Logo

2. Hukuk Dairesi2023/709 E. 2023/3407 K.

Yapay Zeka Özeti

Uyuşmazlık: Boşanma davasında kusurun belirlenmesi, kadın yararına tedbir nafakasına, maddi ve manevi tazminata hükmedilmesinin koşullarının oluşup oluşmadığı ve miktarlarının uygunluğu.

Gerekçe ve Sonuç: Toplanan deliller, tarafların karşılıklı iddia ve savunmaları, yargılama ve ispat kuralları ile dosya kapsamına göre, davalı-davacı erkeğin boşanmaya sebep olan olaylarda tam kusurlu olduğu, kadın yararına hükmedilen tedbir nafakası, maddi ve manevi tazminat miktarlarının uygun olduğu değerlendirilerek, Bölge Adliye Mahkemesi kararının onanmasına karar verilmiştir.

Karar Metni

"İçtihat Metni"

...

MAHKEMESİ : ... Bölge Adliye Mahkemesi 2. Hukuk Dairesi

SAYISI : 2021/1544 E., 2022/2524 K.

HÜKÜM/KARAR : Başvurunun kısman kabulü, yeniden esas hakkında hüküm kurma

İLK DERECE MAHKEMESİ : ... 7. Aile Mahkemesi

SAYISI : 2018/1200 E., 2021/25 K.

Taraflar arasındaki boşanma davalarından dolayı yapılan yargılama sonunda İlk Derece Mahkemesince davaların kabulüne karar verilmiştir.

Kararın taraf vekilleri tarafından istinaf edilmesi üzerine, Bölge Adliye Mahkemesince başvurunun kısmen esastan reddi ve kısmen kabulü ile İlk Derece Mahkemesi hükmünün ilgili bölümlerini kaldırılarak yeniden esas hakkında hüküm kurulmasına karar verilmiştir.

Bölge Adliye Mahkemesi kararı davalı- davacı erkek vekili tarafından temyiz edilmekle; kesinlik, süre, temyiz şartı ve diğer usul eksiklikleri yönünden yapılan ön inceleme sonucunda, temyiz dilekçesinin kabulüne karar verildikten ve Tetkik Hâkimi tarafından hazırlanan rapor dinlendikten sonra dosyadaki belgeler incelenip gereği düşünüldü:

I. DAVA

Davacı- davalı kadın vekili dava dilekçesinde özetle, hakaretler ettiğini, toplum içinde rencide edici ve küçük düşürücü laflar söylediğini, sürekli küstüğünü, evi sürekli terk ettiğini, evde olduğu zamanlarda da kendisine ve çocuklara karşı sevgi göstermediğini, gittiği günlerde 10-20 gün gelmediğini, aynı sofrada yemek yemediğini, maddî anlamda evine katkısının olmadığını, aylarca çalışmadığını belirterek tarafların 4721 sayılı Türk Medeni Kanunu'nun (4721 sayılı Kanun) 166 ncı maddesinin birinci fıkrası gereğince boşanmalarına, kadın yararına 350,000,00 TL manevî tazminat ve 150,000,00 TL maddî tazminata, aylık 1.000,00 TL tedbir ve yoksulluk nafakasına, ortak çocuklar yararına ayrı ayrı aylık 750,00 TL iştirak nafakası verilmesine karar verilmesini talep ve dava etmiştir.

▶ _Verilen Bilgiler_

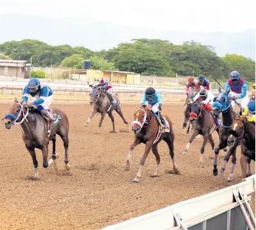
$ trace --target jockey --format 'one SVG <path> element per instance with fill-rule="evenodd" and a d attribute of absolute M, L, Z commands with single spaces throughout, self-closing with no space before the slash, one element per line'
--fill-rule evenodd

▶ _Yapılacaklar_
#1 Boşanma kararına göre aşağıdaki soruları yanıtlayın ve yanıtları aynı harflerle işaretleyin.
(a) İlk Derece Mahkemesi kararının sayısı nedir?
(b) Yapay zekâ özetine göre boşanmaya sebep olan olaylarda tam kusurlu bulunan taraf kimdir?
(c) Kadın vekili, ortak çocukların her biri için aylık ne kadar iştirak nafakası talep etmiştir?
#2 Boşanma kararını, gösterilen son cümleden sonrasından sürdürün.
Buradaki malzeme başka bir kaynaktan alınmıştır.

▶ _Uygulama Sonuçları_
#1
(a) 2018/1200 E., 2021/25 K.
(b) Davalı-davacı erkek.
(c) Ayrı ayrı aylık 750,00 TL.

#2
II. CEVAP

1.Davalı-davacı erkek asıl davaya cevap dilekçesi sunmamıştır.

2.Davalı- davacı vekili birleşen dava dilekçesinde özetle; kadının müvekkilinin ailesine ve müvekkiline sevgi saygı göstermediğini, sürekli aşağılandığını, kovduğunu, yatağını sürekli ayırdığını, evin sorumluluklarını yerine getirmediğini, müvekkili ile ilgilenmediğini belirterek tarafların 4721 sayılı Kanun'un 166 ncı maddesinin birinci fıkrası gereğince boşanmalarına karar verilmesini talep ve dava etmiştir.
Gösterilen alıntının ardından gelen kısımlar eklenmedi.